-- Job --
Could you rewrite all the data below as a numbered list, leaving out any blank lines?

-- Dataset rows --
______________________________
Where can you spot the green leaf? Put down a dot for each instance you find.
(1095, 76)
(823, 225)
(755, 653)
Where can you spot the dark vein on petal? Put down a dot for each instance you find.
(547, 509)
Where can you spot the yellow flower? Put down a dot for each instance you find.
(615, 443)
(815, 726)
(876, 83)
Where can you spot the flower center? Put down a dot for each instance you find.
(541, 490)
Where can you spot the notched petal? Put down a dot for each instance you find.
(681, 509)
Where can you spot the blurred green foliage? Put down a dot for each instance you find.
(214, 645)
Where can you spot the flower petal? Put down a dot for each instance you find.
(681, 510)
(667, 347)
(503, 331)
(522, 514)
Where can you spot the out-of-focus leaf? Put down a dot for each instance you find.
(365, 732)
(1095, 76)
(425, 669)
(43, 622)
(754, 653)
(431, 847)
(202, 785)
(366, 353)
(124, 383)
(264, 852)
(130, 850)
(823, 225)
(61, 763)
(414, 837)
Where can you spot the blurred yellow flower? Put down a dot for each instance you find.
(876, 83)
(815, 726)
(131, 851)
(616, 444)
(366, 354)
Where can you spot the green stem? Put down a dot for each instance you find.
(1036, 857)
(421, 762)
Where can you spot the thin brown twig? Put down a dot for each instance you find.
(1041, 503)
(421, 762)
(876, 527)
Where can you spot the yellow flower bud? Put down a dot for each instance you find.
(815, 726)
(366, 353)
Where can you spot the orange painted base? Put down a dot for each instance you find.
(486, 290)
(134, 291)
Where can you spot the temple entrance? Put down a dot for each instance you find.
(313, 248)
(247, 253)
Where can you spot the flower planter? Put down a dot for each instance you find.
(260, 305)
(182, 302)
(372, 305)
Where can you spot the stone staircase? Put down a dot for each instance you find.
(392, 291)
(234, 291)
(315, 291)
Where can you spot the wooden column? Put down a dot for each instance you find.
______________________________
-- Answer to this problem --
1. Where can you spot the green leaf? Put down a dot for each instance you find.
2. (1095, 76)
3. (823, 225)
4. (755, 653)
5. Where can you spot the dark vein on petal? Put down a dot for each instance you find.
6. (547, 509)
7. Where can you spot the yellow flower? Put down a dot for each instance you find.
8. (615, 443)
9. (815, 726)
10. (876, 83)
11. Where can you spot the flower center? Put down a dot for each instance you find.
12. (541, 490)
13. Where can you spot the notched petal? Put down a dot for each instance you find.
14. (681, 509)
15. Where can you spot the blurred green foliage? Put down a dot for each instance you find.
16. (214, 645)
17. Where can you spot the flower petal? Put down a dot for each instance you find.
18. (681, 510)
19. (667, 347)
20. (503, 331)
21. (522, 514)
22. Where can you spot the out-of-focus leaf? Put down a dot for each instance you find.
23. (365, 732)
24. (1095, 76)
25. (425, 669)
26. (43, 622)
27. (754, 653)
28. (431, 847)
29. (202, 785)
30. (366, 353)
31. (124, 383)
32. (264, 852)
33. (130, 850)
34. (823, 225)
35. (61, 763)
36. (414, 837)
37. Where can you spot the blurred yellow flower? Put down a dot for each instance you find.
38. (876, 83)
39. (815, 726)
40. (131, 851)
41. (616, 444)
42. (366, 354)
43. Where can you spot the green stem? Put down a dot for each instance you find.
44. (1036, 857)
45. (421, 762)
46. Where can you spot the thin brown twig? Put down a dot for each instance you find.
47. (1041, 503)
48. (421, 762)
49. (876, 527)
50. Where can you spot the yellow flower bud? Put down a dot for each instance you find.
51. (815, 726)
52. (366, 353)
53. Where can you spot the orange painted base? Put down a dot for each instance you find.
54. (486, 290)
55. (134, 291)
56. Where can you spot the temple entrance? Put down a dot for each instance you find.
57. (313, 248)
58. (247, 253)
59. Where can you spot the flower planter? Put down a dot for each instance you find.
60. (260, 305)
61. (182, 302)
62. (372, 305)
63. Where can you spot the stone staircase? Put down a dot for each instance you find.
64. (392, 291)
65. (234, 291)
66. (315, 291)
67. Where can you spot the wooden column? Put down a dot for each instance you find.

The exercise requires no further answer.